(PASSAGE PROVIDED):
Column: Happy, but not satisfied

By Darren Bailey

I got what I asked for Saturday. I challenged the defense, and they delivered. No, they didn’t stop Brian Calhoun. Yes, he gained nearly 200 yards, and yes, he scored five touchdowns. But he didn’t dominate the game. He gained chunks here and touchdowns there, but it never got to the point where the offense didn’t have a chance to keep pace.

The defense came out with a fire inside them, and an apparent mentality that Saturday was a new day, a new chance, a new beginning.

Kevin Mitchell was everywhere, making plays that honestly, he shouldn’t have to at free safety. Brit Miller was a possessed man playing with a tenacity that, for a moment, reminded me of a childhood hero – Dana Howard. Ryan Matha finally punched back. (It’s alright big fella. Everyone knows they always catch the second guy…) Sam Carson actually held the point of attack, shed a block and made a tackle. Heck, Alan Ball got a tackle for loss! Yes, that’s right. An Illini defensive back recorded a TFL.

(WHAT TO DO): In the column about the defense's game, which player reminded the writer of Dana Howard? You won't need the records.

(EXTRACTED MATERIAL):
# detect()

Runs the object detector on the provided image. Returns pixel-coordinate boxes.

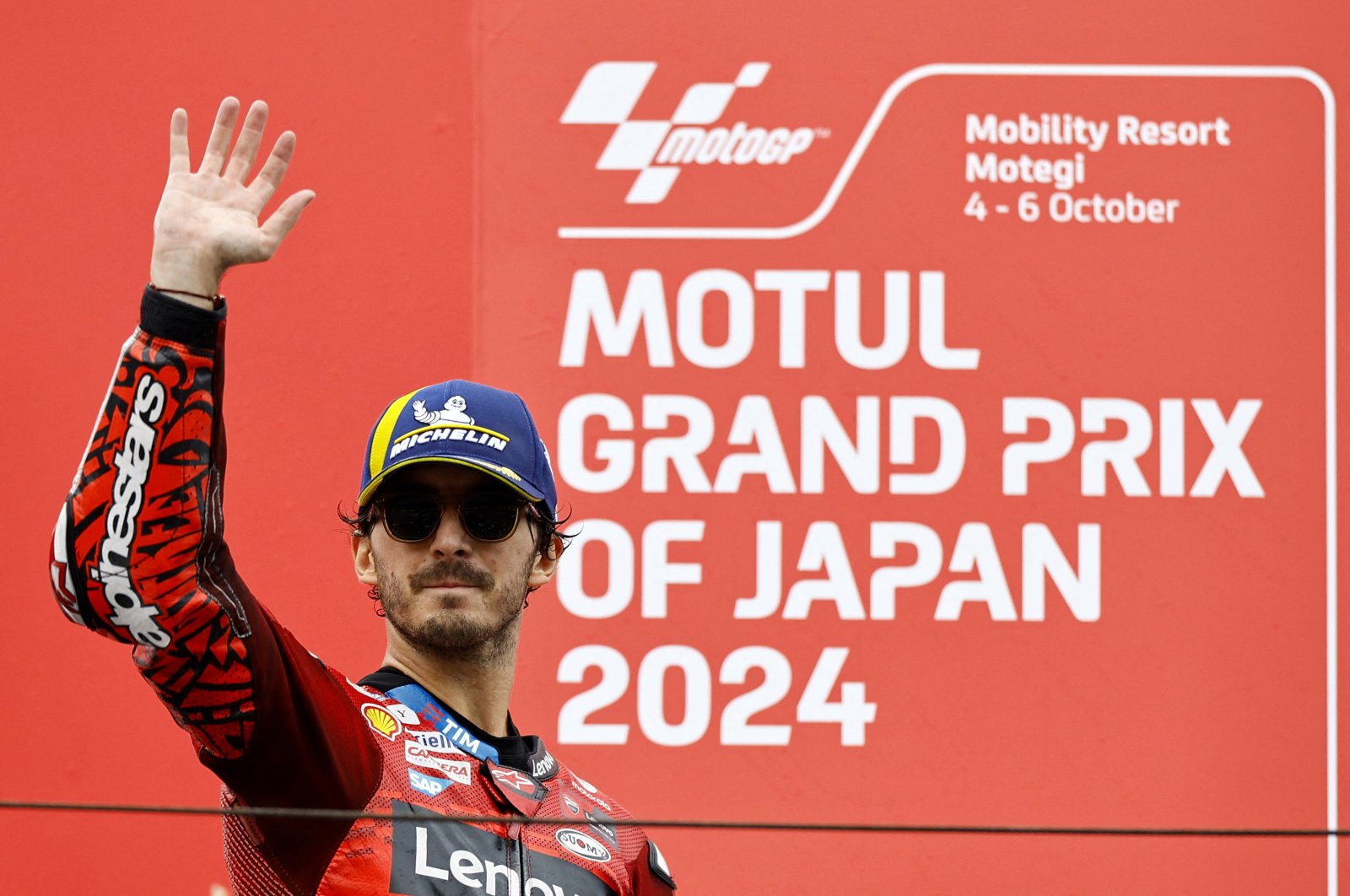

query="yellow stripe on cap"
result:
[370,391,417,479]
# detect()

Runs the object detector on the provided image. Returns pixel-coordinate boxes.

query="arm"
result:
[51,99,378,807]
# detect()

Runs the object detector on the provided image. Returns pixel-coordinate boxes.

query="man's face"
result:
[353,463,556,660]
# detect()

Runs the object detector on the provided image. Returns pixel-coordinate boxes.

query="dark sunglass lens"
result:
[459,495,520,541]
[385,495,440,541]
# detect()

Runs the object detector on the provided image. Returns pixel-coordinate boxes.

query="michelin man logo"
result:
[413,396,474,426]
[389,396,520,458]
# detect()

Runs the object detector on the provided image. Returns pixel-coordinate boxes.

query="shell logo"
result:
[360,703,403,741]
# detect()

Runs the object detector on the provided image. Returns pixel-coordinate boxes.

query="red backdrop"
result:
[0,3,1350,893]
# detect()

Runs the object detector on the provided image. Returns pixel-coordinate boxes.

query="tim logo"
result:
[562,62,815,205]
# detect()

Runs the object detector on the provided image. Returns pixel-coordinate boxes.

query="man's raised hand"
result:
[150,97,315,306]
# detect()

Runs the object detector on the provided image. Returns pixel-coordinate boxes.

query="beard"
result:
[375,558,533,661]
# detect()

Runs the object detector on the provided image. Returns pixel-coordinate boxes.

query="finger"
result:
[248,131,295,208]
[169,110,192,174]
[197,96,239,174]
[225,100,267,181]
[262,191,315,254]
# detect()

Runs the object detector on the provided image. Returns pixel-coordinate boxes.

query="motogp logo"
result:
[562,62,815,205]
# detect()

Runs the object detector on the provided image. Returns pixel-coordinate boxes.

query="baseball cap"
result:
[356,379,558,518]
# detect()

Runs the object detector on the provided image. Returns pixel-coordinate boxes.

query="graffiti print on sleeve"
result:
[52,332,255,757]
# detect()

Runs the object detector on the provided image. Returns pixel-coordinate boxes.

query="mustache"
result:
[408,560,497,591]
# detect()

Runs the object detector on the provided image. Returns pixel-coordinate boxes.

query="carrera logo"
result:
[554,827,609,862]
[560,62,817,205]
[403,741,474,784]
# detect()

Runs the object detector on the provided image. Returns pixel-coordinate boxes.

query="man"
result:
[51,97,675,896]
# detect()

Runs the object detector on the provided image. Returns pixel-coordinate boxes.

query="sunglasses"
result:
[374,491,538,541]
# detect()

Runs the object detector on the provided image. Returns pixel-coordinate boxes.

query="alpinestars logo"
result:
[562,62,815,205]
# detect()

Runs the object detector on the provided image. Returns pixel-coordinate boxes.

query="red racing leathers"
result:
[51,289,673,896]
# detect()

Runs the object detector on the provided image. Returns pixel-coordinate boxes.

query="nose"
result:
[430,504,474,556]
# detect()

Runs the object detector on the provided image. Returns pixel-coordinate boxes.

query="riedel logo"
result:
[562,62,817,205]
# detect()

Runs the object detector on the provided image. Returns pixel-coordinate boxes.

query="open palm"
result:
[150,97,315,302]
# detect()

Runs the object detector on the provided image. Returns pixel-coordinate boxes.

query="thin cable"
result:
[0,800,1350,838]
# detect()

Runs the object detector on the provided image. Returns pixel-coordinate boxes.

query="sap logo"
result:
[408,769,450,796]
[554,827,609,862]
[90,374,171,648]
[560,62,815,205]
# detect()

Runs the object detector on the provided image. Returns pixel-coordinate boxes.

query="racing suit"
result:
[51,288,675,896]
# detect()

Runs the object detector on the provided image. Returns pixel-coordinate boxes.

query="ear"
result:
[526,536,563,591]
[351,532,380,585]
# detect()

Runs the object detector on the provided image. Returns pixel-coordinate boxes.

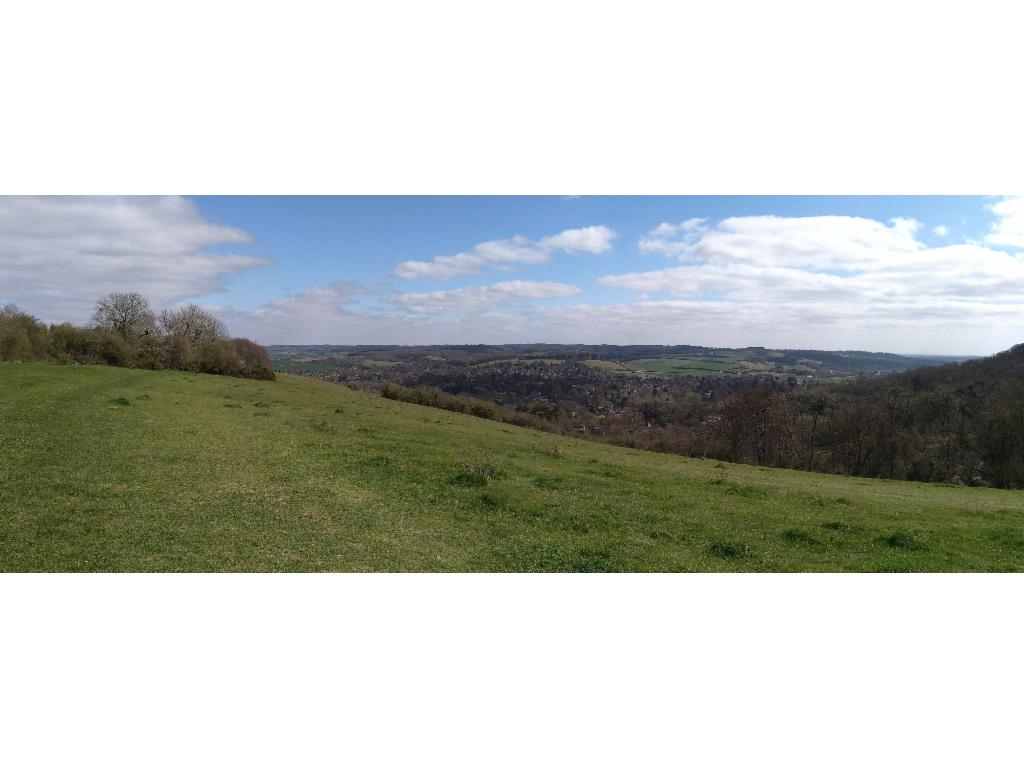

(EXPECTED ANSWER): Brit Miller